# Your goal
All entries must be transcribed exactly, down to the last character.

[Dataset entries]
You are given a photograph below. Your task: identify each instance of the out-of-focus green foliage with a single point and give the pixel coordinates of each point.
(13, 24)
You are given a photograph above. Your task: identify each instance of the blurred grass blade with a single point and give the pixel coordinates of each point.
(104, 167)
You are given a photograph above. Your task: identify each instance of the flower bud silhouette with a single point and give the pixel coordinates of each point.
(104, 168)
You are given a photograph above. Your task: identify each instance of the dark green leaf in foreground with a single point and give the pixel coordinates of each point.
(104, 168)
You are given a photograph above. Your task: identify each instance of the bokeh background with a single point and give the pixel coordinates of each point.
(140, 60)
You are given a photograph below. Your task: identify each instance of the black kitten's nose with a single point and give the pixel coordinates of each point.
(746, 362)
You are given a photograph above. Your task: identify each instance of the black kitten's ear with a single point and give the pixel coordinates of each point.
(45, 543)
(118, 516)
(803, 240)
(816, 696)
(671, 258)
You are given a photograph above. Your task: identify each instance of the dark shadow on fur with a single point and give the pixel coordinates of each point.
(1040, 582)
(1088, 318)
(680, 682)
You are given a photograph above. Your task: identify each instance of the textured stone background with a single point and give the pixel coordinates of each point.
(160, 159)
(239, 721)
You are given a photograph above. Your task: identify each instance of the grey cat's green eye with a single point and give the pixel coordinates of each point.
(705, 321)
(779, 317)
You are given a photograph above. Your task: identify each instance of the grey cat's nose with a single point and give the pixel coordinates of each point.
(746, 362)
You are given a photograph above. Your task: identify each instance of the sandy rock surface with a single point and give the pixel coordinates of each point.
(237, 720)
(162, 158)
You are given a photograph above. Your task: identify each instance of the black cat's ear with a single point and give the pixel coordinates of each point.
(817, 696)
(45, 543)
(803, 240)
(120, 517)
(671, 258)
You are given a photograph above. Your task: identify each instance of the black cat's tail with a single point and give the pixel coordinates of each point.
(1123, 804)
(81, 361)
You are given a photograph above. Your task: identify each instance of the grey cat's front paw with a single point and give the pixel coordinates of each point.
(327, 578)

# Finished task
You are given a photograph below. Your task: identify each instance of the out-of-focus green foliage with a single point and give the pixel coordinates of each point.
(13, 24)
You are given a photograph above. Your task: identify each instance of the blurred grass blade with a single point and give the pixel coordinates of each point.
(104, 167)
You are given a photograph above. Your task: identify each instance of the flower bud silhouette with a single point and give the pixel coordinates of each point.
(104, 168)
You are given a photograph above. Your task: identify each instance of the dark green leaf in foreground with a single point and give the pixel coordinates of each point.
(104, 168)
You are given a photograph above. Your task: identify each instance of the bokeh background with a single point and give the pixel coordinates of each point.
(140, 60)
You are given a photograph below. Your task: identify each instance of the black kitten's nose with a single point and give the pixel coordinates of each point.
(746, 362)
You are given a photograph above. Your task: identify each instance of the black kitten's ear with a single point and give the pixel coordinates of each point.
(45, 543)
(118, 516)
(803, 240)
(816, 696)
(671, 258)
You are given a photograph above. Your task: identify each instance of the dark shadow on fur with a single point and give the pixel coordinates of each point.
(1040, 582)
(1088, 318)
(680, 682)
You are given a photograph above. Your task: identify each instance of the textured stone background with a single point and give the pixel coordinates of each point.
(160, 159)
(239, 721)
You are given a photograph above. Your task: identify each instance of the grey cat's green eye with a single point and give the pixel coordinates of each point.
(705, 321)
(779, 317)
You are given a photograph above. Your task: identify each instance of the grey cat's nose with a single point and give the pixel coordinates of each point.
(746, 362)
You are given a photograph above. Your task: identify each instance of the sandy rock surface with a single point and give the pixel coordinates of each point.
(237, 720)
(162, 158)
You are given a photograph above. Your task: identify each instance of the black cat's ear with a single point and give the pixel coordinates of each point.
(817, 696)
(45, 543)
(803, 240)
(120, 517)
(671, 258)
You are given a photograph above. Your task: identify each instance of the black cat's tail with a single point and give the pixel coordinates of each point.
(1123, 804)
(81, 361)
You are given a photograph above. Your task: identify each instance of the grey cat's front paw with a single point and give the pixel coordinates of each point.
(327, 578)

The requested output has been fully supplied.